== Exercise ==
Rewrite every line of the items below as a JSON list of strings, with one string per line and blank lines omitted.

== Records shown ==
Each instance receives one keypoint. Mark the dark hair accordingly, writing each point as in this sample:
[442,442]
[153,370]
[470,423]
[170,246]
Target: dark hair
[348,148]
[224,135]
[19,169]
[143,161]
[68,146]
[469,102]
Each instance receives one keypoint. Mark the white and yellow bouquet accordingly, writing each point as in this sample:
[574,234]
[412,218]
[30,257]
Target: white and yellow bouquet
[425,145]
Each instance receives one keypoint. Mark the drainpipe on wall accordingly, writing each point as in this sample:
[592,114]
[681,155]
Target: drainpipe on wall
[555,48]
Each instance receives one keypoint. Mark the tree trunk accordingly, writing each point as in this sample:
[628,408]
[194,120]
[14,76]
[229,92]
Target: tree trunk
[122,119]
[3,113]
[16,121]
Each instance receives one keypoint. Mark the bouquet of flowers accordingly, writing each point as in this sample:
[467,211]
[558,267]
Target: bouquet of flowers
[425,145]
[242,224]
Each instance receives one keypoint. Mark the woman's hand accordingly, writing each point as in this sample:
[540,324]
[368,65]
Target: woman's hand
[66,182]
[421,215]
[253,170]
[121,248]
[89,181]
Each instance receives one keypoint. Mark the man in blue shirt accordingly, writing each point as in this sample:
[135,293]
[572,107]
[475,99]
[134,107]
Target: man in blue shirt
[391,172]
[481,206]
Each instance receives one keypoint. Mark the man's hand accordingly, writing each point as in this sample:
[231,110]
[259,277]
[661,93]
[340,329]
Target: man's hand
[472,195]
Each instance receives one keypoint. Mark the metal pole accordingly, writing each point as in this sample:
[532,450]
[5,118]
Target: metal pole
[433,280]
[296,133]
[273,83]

== The reply ==
[
  "Each instance receives one keypoint. Mark the dark hair accordingly, writing each point as in this sample:",
  "[442,442]",
  "[153,370]",
  "[470,423]",
  "[170,246]",
  "Target: dark hair",
  "[348,148]",
  "[224,135]",
  "[19,169]",
  "[143,161]",
  "[68,146]",
  "[469,102]",
  "Each instance receives one keypoint. Mark the white and yellow bouquet accordingly, writing each point as in this sample:",
  "[574,234]",
  "[412,218]",
  "[30,257]",
  "Target: white and yellow bouquet",
  "[425,145]",
  "Each instance receives one keypoint. Mark the drainpipe on wall accordingly, writing each point as in this sample:",
  "[592,114]",
  "[681,155]",
  "Target: drainpipe on wall",
  "[555,48]",
  "Each instance receives one keypoint. Mark the tree trunk accordingly, writing each point as in this sample:",
  "[628,408]",
  "[194,120]",
  "[14,76]",
  "[229,92]",
  "Target: tree trunk",
  "[122,119]",
  "[3,113]",
  "[16,121]",
  "Each instance receives one keypoint. Mark the bouquet of flowers accordingly, writing each point as in this sample:",
  "[467,211]",
  "[558,267]",
  "Target: bouquet of flowers",
  "[425,145]",
  "[242,224]",
  "Each instance receives one keypoint. Mark the woman's hand accordingly, writing each point as in this sample:",
  "[540,324]",
  "[368,65]",
  "Target: woman's hand",
  "[66,182]",
  "[421,215]",
  "[253,170]",
  "[121,248]",
  "[89,181]",
  "Each instance receives one keypoint. Mark the man in blue shirt accordingly, writing each point as in this sample:",
  "[135,293]",
  "[572,107]",
  "[475,99]",
  "[134,107]",
  "Target: man in blue shirt",
  "[391,172]",
  "[481,206]",
  "Each instance receives one keypoint. Mark the man's hand accordingly, writing each point as in this sample:",
  "[231,110]",
  "[259,277]",
  "[661,93]",
  "[340,329]",
  "Target: man's hand",
  "[472,195]",
  "Each instance receives one keypoint. Mark the metal pole accordingly, writing each point as in this sample:",
  "[532,450]",
  "[5,118]",
  "Target: metal pole",
  "[433,280]",
  "[296,133]",
  "[273,83]"
]